#### [EXCERPT TO READ]
- - - - - - -
One of my heroes, the late Rabbi Dr John Rayner, delivered a sermon at the Liberal Synagogue in London some years ago that was one of those that remains in one’s memory for all time. Those amongst you in this fiercely secular nation who are in that tiny minority who do attend religious services will know what I mean by a sermon that wakes you up from one of those very unholy mind-wanderings on credit card debt, the blocked kitchen drain and one’s dying hydrangea.

Rabbi Rayner, a Kindertransporte whose parents perished in the Nazi ‘Final Solution‘, said he was often asked by young Jews why they should adhere to Judaism, or in fact to any faith when the so-called Almighty had allowed the Holocaust to happen. He told the congregation that he had no magic answer to this terrible dilemma, and that each person must seek out his or her own path to spiritual peace, although he hoped those same seekers would end their search with adherence to a Jewish way of life. He did not expect them to be devout but did hope they would perpetuate Jewish values in their daily lives -- those values being a thirst for learning, ethical behaviour in all aspects of life and attention to the suffering of others. In this regard John Rayner was often a fierce critic of Israeli and American foreign policy. He was a man of deep faith but could also be critical of his own co-religionists.

John had arrived in the United Kingdom with a string attached to a cardboard number around his neck in 1938, speaking only German, frightened and alone. He was adopted by a Christian clergyman, later to be Bishop, William Stannard, and was soon proficient enough in English to attend university and go on to rabbinic studies. He served in the British armed forces and became one of the Liberal Jewish movement’s most erudite rabbis.

Near the end of his life Rabbi Rayner and I exchanged writings; he often provided me with his critiques of my own articles and sent me essays for my website. He knew I was right-wing but we enjoyed a lively discourse. Where we agreed was on the issue of where men and women of faith and decency should intervene in political affairs. His favourite quote from Scripture was from Isaiah: ‘the people that walked in darkness have seen a great light.’

Inasmuch as a religious fanatic murdered my other hero, the ferociously secular Yitzhak Rabin, and as I mourned the Nobel Peace Prize winner for a year, one might wonder what I am doing on this side of today’s debate. I have been placed on this side of the podium because I am known as a woman of faith and believe there are times in the destiny of mankind when faith can be a positive element in the decision-making process of world leaders.
- - - - - - -
#### [DATASET EXTRACT]
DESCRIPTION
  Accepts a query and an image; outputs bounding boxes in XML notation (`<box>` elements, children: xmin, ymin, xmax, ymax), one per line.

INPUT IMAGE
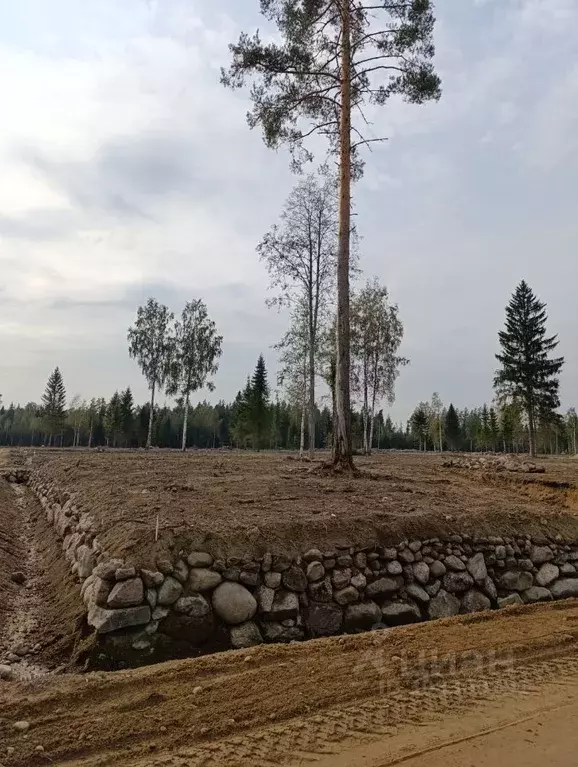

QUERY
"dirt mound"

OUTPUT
- - - - - - -
#### [WRITTEN PROBLEM]
Rewrite the paragraph of the excerpt about Rabbi John Rayner that begins "John had arrived in the United Kingdom" as a short bulleted list, keeping its main facts.

#### [TASK ANSWER]
- Arrived in the United Kingdom in 1938 with a cardboard number on a string around his neck, speaking only German, frightened and alone.
- Was adopted by William Stannard, a Christian clergyman who later became a bishop.
- Soon learned English well enough to attend university and go on to rabbinic studies.
- Served in the British armed forces.
- Became one of the Liberal Jewish movement's most erudite rabbis.